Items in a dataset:
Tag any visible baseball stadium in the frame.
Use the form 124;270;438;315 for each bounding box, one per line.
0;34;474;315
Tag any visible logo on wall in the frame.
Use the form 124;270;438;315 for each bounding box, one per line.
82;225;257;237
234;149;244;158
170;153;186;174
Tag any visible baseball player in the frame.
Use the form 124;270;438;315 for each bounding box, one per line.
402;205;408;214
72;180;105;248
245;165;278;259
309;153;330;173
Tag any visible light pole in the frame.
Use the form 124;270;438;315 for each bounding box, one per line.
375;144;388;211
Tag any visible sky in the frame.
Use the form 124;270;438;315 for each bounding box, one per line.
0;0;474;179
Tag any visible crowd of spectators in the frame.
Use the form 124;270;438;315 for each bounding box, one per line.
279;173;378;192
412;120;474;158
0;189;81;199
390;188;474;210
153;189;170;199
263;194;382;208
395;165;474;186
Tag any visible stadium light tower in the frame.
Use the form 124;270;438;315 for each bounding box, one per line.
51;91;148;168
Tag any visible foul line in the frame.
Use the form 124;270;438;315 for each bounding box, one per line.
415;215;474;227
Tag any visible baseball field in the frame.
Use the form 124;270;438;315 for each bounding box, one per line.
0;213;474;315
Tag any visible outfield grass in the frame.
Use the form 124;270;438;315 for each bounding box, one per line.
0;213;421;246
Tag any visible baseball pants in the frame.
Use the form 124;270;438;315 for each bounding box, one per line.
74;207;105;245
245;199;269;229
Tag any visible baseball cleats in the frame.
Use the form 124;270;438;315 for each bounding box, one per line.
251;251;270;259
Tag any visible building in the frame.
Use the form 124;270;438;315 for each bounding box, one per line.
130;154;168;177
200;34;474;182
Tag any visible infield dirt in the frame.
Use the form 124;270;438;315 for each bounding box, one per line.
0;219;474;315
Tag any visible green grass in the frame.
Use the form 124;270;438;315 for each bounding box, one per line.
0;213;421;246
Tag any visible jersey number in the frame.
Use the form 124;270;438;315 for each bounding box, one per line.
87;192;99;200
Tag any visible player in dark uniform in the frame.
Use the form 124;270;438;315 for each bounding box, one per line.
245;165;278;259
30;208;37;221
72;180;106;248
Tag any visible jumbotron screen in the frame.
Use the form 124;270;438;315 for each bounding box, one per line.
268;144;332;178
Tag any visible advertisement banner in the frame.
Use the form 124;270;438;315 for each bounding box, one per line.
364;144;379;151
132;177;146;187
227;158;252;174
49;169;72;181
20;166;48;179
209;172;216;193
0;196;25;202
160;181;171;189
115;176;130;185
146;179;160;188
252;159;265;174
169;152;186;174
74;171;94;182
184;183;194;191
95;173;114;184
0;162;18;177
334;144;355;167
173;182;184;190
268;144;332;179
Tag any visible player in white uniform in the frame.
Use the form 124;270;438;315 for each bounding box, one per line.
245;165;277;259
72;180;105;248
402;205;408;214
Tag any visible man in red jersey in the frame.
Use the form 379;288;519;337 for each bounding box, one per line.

» **EXERCISE DESCRIPTION**: Can you return the entries starting with the line containing "Tag any visible sky in the frame." and going on through the line containing "395;165;474;186", repeating each of those lines exactly?

» **TASK RESPONSE**:
Tag any visible sky in the frame.
Use the form 124;270;438;315 for each bounding box, one per line.
0;0;474;179
Tag any visible crowd of spectators in the frame.
Use the form 124;270;438;315 for each bounding box, one per line.
279;173;378;192
412;120;474;158
0;189;81;199
390;188;474;210
153;189;170;199
263;194;382;208
395;165;474;186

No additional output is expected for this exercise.